PASSAGE GIVEN:
------------------------------
Single by Glenn Miller and His Orchestra
- B-side: "Says Who? Says You, Says I!"
- Released: October 1941
- Label: Bluebird Records
- Songwriters: Harold Arlen and Johnny Mercer

= This Time the Dream's on Me =

"This Time the Dream's on Me" is a song composed by Harold Arlen, with lyrics by Johnny Mercer. It was written for the 1941 film Blues in the Night when it was sung by Priscilla Lane.

==1941 recordings==
Hit versions in 1941 were by Glenn Miller (vocal by Ray Eberle) (reached No. 11 in the charts) and by Woody Herman (No. 8).

==Selected notable recordings==
- Kenny Burrell – Introducing Kenny Burrell (1956)
- June Christy – Something Cool (1954)
- Ella Fitzgerald – Ella Fitzgerald Sings the Harold Arlen Songbook (1961), Ella Fitzgerald Sings the Johnny Mercer Songbook (1964) Ella Fitzgerald: Best of the Song Books – the Ballads (Verve 1994 release)
------------------------------
REQUIRED WORK:
A. Reproduce word for word the part of the page on "This Time the Dream's on Me" that opens with the words containing "- Released: October" and closes with "Herman (No. 8).".
B. Carry on writing the page on "This Time the Dream's on Me" from its last line.

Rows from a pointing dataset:
------------------------------
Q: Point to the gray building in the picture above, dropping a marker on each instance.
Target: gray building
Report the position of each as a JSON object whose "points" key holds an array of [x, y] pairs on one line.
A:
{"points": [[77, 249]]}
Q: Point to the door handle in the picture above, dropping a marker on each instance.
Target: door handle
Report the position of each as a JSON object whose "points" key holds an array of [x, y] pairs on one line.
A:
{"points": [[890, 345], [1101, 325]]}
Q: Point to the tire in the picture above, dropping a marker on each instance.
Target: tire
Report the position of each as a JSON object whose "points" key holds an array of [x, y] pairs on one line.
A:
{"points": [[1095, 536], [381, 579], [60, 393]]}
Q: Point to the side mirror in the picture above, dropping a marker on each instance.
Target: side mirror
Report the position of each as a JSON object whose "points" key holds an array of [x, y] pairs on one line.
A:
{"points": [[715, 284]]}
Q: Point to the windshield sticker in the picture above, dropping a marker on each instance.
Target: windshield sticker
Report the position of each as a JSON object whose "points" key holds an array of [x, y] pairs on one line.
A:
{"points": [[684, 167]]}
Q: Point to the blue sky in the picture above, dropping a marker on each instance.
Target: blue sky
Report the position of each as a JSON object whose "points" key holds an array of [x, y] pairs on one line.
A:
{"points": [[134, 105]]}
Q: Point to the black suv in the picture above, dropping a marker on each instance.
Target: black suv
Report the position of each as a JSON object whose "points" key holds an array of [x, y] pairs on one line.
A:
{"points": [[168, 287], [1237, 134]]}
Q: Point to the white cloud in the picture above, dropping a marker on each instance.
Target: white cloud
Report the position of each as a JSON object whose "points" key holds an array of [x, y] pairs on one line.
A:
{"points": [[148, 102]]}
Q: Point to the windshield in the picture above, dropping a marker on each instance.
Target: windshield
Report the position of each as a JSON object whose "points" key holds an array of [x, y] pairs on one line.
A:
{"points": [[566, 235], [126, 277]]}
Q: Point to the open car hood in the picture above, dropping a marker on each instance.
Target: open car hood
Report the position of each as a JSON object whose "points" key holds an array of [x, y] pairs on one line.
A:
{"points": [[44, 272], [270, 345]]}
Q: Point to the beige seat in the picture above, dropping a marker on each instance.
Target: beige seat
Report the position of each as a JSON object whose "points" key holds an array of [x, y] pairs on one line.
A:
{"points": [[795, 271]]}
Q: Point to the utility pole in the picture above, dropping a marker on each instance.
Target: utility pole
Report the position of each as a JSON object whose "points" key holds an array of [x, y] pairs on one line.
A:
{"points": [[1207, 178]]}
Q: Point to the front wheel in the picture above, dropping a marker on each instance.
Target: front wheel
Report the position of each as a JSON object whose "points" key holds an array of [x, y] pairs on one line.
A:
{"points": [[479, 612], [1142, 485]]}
------------------------------
ANSWERS BELOW:
A.
- Released: October 1941
- Label: Bluebird Records
- Songwriters: Harold Arlen and Johnny Mercer

= This Time the Dream's on Me =

"This Time the Dream's on Me" is a song composed by Harold Arlen, with lyrics by Johnny Mercer. It was written for the 1941 film Blues in the Night when it was sung by Priscilla Lane.

==1941 recordings==
Hit versions in 1941 were by Glenn Miller (vocal by Ray Eberle) (reached No. 11 in the charts) and by Woody Herman (No. 8).

B.
- Harry James – Harry James and His New Jazz Band, Vol. 2 (Mr. Music MMCD 7012, 1956 [2002])
- Steve March-Tormé – The Essence of Love (2003).
- Anthony Newley – Love Is a Now and Then Thing (1960).
- Nancy Wilson – Something Wonderful (1960)
- Tony Bennett – Sings a String of Harold Arlen (1961)
- Charlie Parker – Bird on 52nd St. (1948), One Night In Birdland (1950), Live Boston, Philadelphia, Brooklyn 1951 (1951), Bird Is Free (1952)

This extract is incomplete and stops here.